**WHAT THIS TASK INVOLVES**
Rewrite the part of the material that opens with the line containing "# test: pointer emits one marker per instance of the railing" and runs through the end of the material, swapping "marker" for "dot" and leaving everything else unchanged.

════════════════

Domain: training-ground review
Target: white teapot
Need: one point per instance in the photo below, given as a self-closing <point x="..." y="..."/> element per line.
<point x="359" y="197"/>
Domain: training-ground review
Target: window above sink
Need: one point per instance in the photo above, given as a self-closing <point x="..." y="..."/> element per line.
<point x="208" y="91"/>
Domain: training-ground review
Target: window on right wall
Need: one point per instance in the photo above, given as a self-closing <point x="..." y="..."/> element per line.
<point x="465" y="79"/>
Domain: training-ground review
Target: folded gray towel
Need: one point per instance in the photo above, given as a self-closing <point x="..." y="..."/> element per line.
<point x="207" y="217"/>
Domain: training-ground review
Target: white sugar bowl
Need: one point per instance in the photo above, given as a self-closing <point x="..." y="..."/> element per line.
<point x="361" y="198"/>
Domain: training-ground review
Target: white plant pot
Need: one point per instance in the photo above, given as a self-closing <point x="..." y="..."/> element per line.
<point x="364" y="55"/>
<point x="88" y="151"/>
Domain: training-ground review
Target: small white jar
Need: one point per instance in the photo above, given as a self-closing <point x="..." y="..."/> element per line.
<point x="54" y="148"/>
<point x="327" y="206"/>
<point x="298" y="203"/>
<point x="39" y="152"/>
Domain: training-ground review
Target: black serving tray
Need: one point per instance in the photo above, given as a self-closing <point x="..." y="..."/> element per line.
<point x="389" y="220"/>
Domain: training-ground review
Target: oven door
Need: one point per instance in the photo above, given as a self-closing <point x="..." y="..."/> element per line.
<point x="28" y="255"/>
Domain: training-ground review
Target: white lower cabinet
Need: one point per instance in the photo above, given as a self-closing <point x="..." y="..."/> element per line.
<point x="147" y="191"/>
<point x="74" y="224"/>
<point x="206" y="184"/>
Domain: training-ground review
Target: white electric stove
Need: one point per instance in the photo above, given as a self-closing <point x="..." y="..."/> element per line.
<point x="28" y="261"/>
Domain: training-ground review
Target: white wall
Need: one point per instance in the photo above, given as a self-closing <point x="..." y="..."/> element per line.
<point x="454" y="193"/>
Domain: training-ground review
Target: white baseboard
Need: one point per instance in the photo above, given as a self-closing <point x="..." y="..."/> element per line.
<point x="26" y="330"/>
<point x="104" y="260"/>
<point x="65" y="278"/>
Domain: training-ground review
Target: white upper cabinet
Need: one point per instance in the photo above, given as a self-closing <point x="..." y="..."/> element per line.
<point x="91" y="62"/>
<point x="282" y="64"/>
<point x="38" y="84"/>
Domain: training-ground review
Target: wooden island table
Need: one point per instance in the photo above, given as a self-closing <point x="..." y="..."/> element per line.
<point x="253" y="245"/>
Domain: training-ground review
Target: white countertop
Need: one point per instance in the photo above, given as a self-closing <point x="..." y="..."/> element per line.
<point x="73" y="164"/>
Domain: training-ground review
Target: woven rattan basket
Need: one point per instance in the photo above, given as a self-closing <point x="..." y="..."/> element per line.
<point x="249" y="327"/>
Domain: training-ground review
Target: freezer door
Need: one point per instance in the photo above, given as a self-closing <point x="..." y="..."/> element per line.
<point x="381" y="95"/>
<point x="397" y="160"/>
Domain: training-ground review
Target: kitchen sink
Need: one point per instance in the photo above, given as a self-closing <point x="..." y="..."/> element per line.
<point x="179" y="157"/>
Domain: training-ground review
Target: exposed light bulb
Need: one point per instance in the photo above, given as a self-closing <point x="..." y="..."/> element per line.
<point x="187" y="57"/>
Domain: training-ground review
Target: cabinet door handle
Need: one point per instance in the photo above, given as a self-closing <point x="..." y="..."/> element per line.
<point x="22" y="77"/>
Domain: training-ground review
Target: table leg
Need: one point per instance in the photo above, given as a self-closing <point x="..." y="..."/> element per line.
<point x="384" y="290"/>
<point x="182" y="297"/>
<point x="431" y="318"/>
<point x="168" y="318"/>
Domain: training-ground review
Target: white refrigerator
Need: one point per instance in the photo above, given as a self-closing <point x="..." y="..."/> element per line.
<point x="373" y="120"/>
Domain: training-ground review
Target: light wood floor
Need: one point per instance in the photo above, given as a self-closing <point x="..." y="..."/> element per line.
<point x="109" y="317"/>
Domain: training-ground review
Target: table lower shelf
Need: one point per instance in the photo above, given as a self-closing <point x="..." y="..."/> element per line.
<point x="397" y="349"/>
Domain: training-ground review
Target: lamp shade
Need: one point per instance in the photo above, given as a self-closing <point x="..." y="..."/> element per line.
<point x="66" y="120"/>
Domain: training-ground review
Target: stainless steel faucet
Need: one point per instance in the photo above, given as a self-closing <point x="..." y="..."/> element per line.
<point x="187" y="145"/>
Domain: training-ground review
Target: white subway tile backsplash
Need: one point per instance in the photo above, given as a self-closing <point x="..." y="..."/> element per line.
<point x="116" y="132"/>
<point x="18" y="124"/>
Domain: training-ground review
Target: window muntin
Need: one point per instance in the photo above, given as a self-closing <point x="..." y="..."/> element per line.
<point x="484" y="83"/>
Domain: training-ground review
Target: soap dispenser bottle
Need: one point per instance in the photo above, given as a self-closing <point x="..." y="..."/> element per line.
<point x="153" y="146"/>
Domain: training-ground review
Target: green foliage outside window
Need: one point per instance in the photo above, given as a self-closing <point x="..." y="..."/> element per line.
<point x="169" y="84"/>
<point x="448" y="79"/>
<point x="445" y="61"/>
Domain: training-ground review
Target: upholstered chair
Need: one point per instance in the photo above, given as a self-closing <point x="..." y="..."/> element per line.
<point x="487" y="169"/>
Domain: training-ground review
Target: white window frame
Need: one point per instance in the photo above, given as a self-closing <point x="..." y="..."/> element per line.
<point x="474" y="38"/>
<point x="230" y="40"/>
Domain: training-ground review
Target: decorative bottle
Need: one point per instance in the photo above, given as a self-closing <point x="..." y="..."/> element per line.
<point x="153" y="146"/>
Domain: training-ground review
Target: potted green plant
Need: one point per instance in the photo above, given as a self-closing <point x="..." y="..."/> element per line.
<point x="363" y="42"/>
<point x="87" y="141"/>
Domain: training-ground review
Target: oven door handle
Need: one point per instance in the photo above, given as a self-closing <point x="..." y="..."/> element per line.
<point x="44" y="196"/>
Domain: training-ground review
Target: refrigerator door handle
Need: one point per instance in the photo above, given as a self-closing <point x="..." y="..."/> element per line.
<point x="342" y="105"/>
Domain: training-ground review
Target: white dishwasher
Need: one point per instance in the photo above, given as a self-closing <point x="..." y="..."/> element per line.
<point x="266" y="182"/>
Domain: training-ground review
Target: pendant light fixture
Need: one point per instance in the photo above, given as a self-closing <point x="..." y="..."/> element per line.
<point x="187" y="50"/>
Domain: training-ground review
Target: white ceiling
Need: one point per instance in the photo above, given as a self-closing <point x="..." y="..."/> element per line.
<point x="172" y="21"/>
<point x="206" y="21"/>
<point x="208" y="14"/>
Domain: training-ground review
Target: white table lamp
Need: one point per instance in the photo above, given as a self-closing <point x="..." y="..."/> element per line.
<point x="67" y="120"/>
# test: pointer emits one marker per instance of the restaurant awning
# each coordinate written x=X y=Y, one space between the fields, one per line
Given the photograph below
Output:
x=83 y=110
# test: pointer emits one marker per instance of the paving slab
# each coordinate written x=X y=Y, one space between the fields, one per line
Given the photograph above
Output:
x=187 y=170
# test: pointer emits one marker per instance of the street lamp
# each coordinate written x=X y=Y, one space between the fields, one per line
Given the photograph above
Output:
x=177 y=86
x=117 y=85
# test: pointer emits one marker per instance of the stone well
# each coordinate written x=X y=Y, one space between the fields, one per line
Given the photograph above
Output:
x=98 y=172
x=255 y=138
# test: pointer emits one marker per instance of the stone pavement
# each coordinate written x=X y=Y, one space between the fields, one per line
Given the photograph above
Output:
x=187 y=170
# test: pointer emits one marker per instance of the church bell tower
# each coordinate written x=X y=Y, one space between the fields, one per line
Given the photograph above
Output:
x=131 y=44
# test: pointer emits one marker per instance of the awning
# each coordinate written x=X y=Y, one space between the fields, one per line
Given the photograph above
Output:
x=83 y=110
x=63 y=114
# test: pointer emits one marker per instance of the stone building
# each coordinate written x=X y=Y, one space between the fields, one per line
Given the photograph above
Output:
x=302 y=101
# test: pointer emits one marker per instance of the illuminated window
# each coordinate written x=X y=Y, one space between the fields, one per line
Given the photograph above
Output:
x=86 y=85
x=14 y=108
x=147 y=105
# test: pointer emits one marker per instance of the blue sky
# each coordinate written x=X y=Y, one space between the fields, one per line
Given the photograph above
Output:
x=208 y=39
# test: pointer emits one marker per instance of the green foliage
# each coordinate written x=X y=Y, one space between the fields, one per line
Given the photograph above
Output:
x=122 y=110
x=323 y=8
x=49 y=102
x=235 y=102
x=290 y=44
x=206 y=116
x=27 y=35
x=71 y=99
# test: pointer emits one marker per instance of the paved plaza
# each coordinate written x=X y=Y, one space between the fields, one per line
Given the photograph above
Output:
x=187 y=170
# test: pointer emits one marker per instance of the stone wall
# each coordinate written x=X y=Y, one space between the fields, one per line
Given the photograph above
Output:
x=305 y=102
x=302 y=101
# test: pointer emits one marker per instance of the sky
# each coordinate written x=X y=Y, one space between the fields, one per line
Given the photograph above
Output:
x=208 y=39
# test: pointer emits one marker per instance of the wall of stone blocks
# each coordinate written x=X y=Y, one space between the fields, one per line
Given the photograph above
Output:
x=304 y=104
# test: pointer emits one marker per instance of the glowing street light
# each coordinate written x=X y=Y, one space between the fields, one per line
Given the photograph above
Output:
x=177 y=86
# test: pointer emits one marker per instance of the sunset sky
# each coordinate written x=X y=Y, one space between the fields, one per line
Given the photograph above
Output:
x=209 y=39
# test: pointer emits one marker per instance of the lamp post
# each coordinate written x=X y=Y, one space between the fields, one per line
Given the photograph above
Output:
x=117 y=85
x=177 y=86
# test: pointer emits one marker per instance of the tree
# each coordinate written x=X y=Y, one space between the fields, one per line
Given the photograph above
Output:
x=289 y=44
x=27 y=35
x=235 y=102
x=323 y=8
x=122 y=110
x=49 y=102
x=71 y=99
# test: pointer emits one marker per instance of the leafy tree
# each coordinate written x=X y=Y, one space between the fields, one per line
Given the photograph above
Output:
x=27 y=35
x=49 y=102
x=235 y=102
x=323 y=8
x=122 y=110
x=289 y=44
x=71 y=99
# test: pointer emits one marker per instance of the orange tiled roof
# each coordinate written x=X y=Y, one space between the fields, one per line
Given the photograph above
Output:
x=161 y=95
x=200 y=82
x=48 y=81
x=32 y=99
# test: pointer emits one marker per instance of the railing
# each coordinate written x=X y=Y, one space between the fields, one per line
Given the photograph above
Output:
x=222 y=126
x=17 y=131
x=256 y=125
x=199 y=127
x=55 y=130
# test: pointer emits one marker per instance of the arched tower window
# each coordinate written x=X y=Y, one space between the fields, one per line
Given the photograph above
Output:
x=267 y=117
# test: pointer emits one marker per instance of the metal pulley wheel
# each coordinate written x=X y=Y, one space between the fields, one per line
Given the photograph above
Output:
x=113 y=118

════════════════

**THE RESULT**
# test: pointer emits one dot per instance of the railing
# each coordinate written x=X y=Y, one space between the fields, one per line
Given the photograph above
Output:
x=222 y=126
x=17 y=131
x=256 y=125
x=199 y=127
x=55 y=130
# test: pointer emits one dot per instance of the arched tower window
# each coordinate written x=X y=Y, one space between the fields, one per line
Given the photograph above
Output:
x=267 y=117
# test: pointer emits one dot per instance of the metal pulley wheel
# each coordinate written x=X y=Y, one space between the fields, one per line
Given the photograph above
Output:
x=113 y=118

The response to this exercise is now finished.